Objective 1: Find every line in the listing below that contains the word "area", and copy each of those lines.

Promotional single by Taylor Swift

from the album Cats: Highlights from the Motion Picture Soundtrack
- Released: November 15, 2019
- Recorded: 2019
- Genre: Orchestral
- Length: 4:21
- Label: Polydor
- Composers: Taylor Swift; Andrew Lloyd Webber;
- Lyricist: Taylor Swift
- Producers: Greg Wells; Tom Hooper; Andrew Lloyd Webber;

Lyric video
- "Beautiful Ghosts" on YouTube

= Beautiful Ghosts =

2019 promotional single by Taylor Swift

"Beautiful Ghosts" (also subtitled "(From the Motion Picture Cats)") is a song by the American singer-songwriter Taylor Swift and the English composer Andrew Lloyd Webber from the 2019 Cats film adaptation, in which Swift played Bombalurina. The song was written by Swift (lyrics and music) and the Cats creator Lloyd Webber (music), and produced by Greg Wells, Lloyd Webber and the Cats director Tom Hooper. It was released on November 15, 2019. Considered as its signature song, it is performed in the film by the principal character Victoria, portrayed by Francesca Hayward. A 30-second reprise is also sung by Judi Dench as Old Deuteronomy. Swift performs the official single version that is played over the ending credits.

Upon release, the song received positive reviews from music critics. It received nominations for Best Original Song at the 77th Golden Globe Awards and Best Song Written for Visual Media at the 63rd Annual Grammy Awards—Swift's third nomination for the latter, following "Safe & Sound" (2011) and "I Don't Wanna Live Forever" (2016).

Objective 2: Transcribe the part of the "Beautiful Ghosts" article above, everything from "2019 promotional single" down to "the ending credits.".

Recorded information:
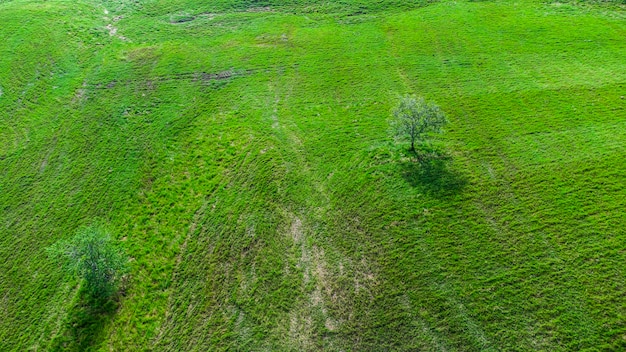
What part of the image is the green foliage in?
[48,225,128,299]
[391,95,448,153]
[0,0,626,352]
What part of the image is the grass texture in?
[0,0,626,351]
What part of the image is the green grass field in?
[0,0,626,351]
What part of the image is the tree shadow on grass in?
[400,147,467,197]
[51,292,119,351]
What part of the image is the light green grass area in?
[0,0,626,351]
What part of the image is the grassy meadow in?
[0,0,626,351]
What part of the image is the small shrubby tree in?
[48,225,128,300]
[391,95,448,155]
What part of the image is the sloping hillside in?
[0,0,626,351]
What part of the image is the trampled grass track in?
[0,1,626,351]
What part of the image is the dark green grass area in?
[0,0,626,351]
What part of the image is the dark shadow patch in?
[50,290,119,351]
[399,147,467,197]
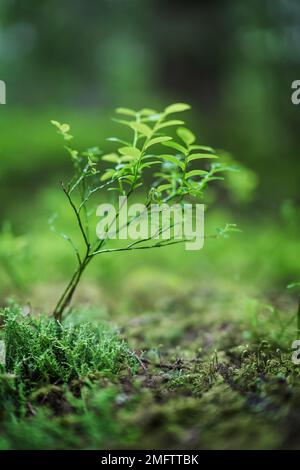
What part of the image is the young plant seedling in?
[51,103,236,322]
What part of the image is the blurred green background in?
[0,0,300,320]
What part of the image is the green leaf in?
[129,122,152,137]
[157,119,184,129]
[100,169,115,181]
[165,103,191,114]
[119,147,141,158]
[120,155,135,163]
[106,137,130,145]
[287,282,300,289]
[163,140,187,155]
[158,155,184,170]
[145,135,172,149]
[101,153,119,163]
[139,108,157,116]
[176,127,196,145]
[156,183,172,193]
[190,144,215,152]
[187,153,219,162]
[116,108,136,116]
[185,170,208,178]
[141,161,161,169]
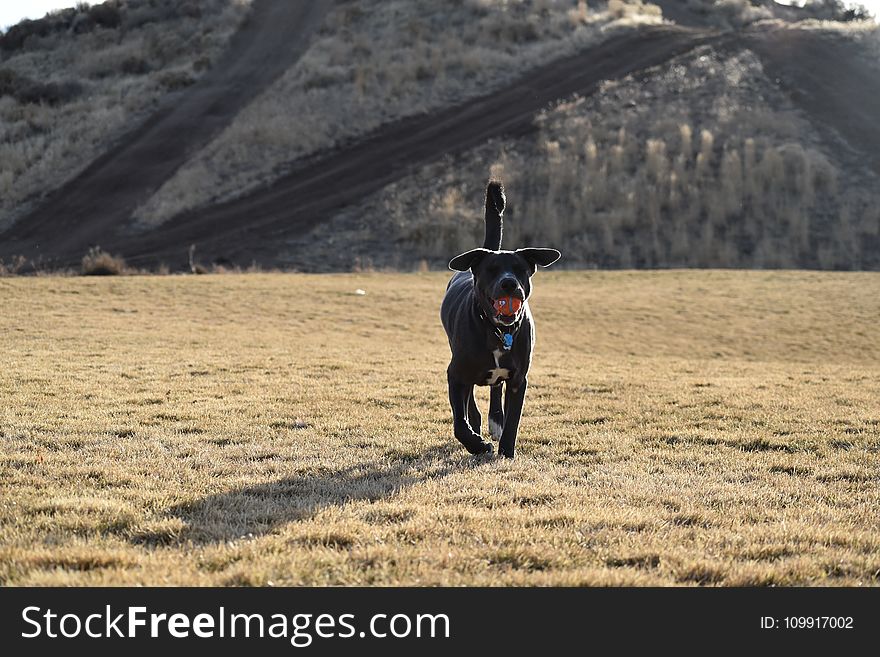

Exercise solution 1:
What part of the image is the light green grass area in?
What part of the image is the dark green grass area in?

Exercise solution 2:
2019 promotional single by Taylor Swift

"Beautiful Ghosts" (also subtitled "(From the Motion Picture Cats)") is a song by the American singer-songwriter Taylor Swift and the English composer Andrew Lloyd Webber from the 2019 Cats film adaptation, in which Swift played Bombalurina. The song was written by Swift (lyrics and music) and the Cats creator Lloyd Webber (music), and produced by Greg Wells, Lloyd Webber and the Cats director Tom Hooper. It was released on November 15, 2019. Considered as its signature song, it is performed in the film by the principal character Victoria, portrayed by Francesca Hayward. A 30-second reprise is also sung by Judi Dench as Old Deuteronomy. Swift performs the official single version that is played over the ending credits.